• Aim:
Retype only what runs from the line that contains "locate: construction site" through the last line of the listing below, both lines included.
## START Material for this task
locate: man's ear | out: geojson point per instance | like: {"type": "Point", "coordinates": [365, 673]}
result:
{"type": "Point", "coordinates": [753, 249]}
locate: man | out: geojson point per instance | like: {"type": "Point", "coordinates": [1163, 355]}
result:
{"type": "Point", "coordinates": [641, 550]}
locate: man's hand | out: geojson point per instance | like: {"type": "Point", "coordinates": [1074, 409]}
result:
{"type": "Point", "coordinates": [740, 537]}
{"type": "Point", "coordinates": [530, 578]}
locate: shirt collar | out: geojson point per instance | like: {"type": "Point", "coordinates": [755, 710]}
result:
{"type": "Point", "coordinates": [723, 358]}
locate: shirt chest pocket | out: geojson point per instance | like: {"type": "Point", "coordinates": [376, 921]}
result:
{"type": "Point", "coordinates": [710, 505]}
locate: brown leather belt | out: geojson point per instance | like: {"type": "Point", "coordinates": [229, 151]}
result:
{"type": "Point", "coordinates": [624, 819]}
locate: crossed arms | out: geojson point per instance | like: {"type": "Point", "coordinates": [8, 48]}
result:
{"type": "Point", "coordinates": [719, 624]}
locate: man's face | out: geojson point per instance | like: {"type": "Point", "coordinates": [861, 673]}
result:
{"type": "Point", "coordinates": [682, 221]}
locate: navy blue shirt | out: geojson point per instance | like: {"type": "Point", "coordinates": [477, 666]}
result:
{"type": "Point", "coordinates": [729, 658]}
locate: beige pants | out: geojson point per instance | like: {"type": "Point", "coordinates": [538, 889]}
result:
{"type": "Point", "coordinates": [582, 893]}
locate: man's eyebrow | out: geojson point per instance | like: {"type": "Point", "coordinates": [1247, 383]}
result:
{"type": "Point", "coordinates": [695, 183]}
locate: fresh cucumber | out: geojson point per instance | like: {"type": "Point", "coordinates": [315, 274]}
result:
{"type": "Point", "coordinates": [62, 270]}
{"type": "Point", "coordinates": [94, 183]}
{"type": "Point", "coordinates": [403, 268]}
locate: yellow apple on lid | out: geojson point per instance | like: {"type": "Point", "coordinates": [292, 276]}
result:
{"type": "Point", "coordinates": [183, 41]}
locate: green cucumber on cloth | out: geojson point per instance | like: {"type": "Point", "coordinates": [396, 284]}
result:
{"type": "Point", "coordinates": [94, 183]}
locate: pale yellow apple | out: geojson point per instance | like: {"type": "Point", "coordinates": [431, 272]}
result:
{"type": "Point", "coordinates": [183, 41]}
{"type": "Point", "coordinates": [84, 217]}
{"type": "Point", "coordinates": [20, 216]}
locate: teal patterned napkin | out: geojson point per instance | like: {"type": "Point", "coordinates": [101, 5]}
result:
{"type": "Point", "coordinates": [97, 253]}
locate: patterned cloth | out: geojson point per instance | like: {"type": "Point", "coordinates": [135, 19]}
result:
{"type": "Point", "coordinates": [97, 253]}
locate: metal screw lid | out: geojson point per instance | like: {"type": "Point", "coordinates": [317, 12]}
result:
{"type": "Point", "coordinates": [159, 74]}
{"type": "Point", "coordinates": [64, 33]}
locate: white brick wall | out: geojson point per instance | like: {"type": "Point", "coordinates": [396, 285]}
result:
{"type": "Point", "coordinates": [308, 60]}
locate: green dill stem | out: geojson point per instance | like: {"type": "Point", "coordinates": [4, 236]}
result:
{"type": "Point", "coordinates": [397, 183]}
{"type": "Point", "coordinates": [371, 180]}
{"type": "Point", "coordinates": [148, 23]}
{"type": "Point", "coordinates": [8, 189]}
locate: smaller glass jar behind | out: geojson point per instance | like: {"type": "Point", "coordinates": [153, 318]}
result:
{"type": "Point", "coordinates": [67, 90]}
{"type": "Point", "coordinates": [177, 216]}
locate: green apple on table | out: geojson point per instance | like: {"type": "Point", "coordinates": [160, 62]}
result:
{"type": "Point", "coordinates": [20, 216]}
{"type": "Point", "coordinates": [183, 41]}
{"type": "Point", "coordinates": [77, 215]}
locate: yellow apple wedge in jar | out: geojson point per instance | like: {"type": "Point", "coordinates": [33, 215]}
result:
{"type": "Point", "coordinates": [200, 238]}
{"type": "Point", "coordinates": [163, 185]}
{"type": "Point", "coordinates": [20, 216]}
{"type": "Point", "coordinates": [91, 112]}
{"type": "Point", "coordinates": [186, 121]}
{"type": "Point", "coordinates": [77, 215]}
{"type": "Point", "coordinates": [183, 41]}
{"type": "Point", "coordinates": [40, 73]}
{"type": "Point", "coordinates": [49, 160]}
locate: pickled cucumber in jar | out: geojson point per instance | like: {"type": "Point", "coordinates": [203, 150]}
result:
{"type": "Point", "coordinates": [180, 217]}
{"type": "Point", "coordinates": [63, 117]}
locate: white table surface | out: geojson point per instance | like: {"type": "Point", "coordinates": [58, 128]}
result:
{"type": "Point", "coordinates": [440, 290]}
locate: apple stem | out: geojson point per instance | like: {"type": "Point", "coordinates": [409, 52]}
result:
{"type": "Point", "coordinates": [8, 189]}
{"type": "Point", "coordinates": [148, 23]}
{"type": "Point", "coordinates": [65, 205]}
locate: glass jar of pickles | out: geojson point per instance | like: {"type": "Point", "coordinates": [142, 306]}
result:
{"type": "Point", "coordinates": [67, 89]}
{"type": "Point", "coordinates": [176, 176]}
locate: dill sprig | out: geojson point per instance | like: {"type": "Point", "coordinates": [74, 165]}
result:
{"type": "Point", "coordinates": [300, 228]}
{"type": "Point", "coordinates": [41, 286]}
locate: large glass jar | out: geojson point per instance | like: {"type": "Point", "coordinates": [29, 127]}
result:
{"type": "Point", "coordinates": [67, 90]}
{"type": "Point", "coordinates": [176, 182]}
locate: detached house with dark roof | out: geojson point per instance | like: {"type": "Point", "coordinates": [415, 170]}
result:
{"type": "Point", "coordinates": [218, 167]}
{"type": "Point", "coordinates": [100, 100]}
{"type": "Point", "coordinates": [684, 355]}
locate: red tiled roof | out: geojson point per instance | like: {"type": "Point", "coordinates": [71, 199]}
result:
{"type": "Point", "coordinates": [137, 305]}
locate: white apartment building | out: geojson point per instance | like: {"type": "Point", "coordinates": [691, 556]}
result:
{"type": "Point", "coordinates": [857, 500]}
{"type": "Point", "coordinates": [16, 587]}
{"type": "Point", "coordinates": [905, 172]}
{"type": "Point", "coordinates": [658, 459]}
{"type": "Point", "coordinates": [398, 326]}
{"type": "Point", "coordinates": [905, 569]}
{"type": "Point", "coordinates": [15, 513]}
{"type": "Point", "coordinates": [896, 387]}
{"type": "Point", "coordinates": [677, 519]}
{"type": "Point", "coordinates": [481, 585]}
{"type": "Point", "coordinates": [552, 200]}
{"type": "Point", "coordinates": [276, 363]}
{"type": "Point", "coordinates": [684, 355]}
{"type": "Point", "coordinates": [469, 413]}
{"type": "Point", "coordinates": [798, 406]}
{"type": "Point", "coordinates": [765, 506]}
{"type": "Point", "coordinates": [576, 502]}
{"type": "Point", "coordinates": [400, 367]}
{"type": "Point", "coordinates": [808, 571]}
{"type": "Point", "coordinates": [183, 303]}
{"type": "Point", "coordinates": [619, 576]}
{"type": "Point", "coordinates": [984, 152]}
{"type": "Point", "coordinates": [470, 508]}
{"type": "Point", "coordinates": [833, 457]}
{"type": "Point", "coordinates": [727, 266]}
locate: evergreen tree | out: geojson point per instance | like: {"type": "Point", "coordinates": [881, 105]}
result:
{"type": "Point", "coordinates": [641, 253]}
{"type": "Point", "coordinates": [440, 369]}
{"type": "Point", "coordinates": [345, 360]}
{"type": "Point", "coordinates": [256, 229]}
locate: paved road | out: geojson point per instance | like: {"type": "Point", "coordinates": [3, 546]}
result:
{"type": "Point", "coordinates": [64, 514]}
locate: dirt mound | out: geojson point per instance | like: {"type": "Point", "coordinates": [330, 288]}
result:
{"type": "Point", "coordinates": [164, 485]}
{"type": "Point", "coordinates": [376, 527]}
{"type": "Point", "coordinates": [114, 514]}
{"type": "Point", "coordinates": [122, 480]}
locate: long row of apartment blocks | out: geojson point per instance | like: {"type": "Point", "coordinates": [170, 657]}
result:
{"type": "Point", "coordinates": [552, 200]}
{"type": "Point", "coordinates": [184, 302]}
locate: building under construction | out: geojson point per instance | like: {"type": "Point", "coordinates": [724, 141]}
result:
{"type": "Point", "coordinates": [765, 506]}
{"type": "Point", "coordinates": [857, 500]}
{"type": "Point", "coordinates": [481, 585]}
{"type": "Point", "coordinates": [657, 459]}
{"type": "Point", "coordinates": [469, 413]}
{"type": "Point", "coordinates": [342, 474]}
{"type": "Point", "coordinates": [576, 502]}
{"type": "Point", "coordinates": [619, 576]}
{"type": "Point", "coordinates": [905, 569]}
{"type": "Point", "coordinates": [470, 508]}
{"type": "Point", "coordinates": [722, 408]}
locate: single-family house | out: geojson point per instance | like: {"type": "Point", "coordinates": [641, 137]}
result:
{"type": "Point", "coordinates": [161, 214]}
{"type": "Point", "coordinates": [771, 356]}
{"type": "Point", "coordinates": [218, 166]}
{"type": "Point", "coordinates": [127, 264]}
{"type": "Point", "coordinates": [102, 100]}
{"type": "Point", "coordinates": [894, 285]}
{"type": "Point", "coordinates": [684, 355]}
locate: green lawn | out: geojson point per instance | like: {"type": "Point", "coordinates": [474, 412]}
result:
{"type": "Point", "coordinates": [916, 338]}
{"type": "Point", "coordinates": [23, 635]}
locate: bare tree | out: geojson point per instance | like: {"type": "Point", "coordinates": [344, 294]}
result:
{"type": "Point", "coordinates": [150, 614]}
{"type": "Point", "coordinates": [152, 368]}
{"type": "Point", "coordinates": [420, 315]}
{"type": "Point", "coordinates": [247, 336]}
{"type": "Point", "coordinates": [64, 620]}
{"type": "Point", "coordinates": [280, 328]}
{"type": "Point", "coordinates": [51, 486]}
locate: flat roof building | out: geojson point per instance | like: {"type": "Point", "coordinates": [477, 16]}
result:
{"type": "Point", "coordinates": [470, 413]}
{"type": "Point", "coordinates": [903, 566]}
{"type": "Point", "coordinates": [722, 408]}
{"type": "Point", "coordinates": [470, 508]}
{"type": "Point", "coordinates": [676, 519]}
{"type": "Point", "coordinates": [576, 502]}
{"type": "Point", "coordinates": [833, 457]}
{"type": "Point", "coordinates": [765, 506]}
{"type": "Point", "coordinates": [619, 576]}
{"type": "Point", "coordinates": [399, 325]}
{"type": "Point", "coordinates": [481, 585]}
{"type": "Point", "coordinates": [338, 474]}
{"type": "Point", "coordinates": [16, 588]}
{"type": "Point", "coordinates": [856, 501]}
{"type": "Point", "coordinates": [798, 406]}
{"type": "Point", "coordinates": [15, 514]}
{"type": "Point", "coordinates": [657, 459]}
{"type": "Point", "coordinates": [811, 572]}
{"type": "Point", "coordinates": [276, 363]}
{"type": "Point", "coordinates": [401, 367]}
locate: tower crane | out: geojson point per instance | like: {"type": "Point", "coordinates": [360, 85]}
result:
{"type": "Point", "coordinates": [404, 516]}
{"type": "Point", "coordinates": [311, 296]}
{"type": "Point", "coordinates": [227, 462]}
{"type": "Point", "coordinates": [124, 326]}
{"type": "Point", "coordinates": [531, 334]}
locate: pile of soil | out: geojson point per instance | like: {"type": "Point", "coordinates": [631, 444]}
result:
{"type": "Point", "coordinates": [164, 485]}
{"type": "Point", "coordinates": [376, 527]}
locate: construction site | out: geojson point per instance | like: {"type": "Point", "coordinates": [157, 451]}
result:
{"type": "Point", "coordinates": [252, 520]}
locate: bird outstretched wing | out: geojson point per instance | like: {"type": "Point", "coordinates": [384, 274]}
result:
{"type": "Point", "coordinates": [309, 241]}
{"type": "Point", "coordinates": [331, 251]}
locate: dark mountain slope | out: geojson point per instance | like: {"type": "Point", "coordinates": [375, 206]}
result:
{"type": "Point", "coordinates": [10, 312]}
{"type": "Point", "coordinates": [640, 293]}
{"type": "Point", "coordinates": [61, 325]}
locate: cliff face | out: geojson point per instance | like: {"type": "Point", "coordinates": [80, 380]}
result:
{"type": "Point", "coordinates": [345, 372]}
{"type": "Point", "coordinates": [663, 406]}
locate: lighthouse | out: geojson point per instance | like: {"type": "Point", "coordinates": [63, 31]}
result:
## END Material for this task
• Final answer:
locate: construction site | out: geojson point per instance | like: {"type": "Point", "coordinates": [157, 451]}
result:
{"type": "Point", "coordinates": [252, 520]}
locate: bird outstretched wing | out: geojson point per instance | like: {"type": "Point", "coordinates": [384, 274]}
result:
{"type": "Point", "coordinates": [309, 241]}
{"type": "Point", "coordinates": [331, 251]}
locate: dark mountain slope | out: geojson point per instance | like: {"type": "Point", "coordinates": [375, 206]}
result:
{"type": "Point", "coordinates": [10, 312]}
{"type": "Point", "coordinates": [640, 293]}
{"type": "Point", "coordinates": [61, 325]}
locate: cliff face | out: geojson point per instance | like: {"type": "Point", "coordinates": [80, 380]}
result:
{"type": "Point", "coordinates": [345, 372]}
{"type": "Point", "coordinates": [663, 406]}
locate: lighthouse | out: geojson point per instance | like: {"type": "Point", "coordinates": [63, 31]}
result:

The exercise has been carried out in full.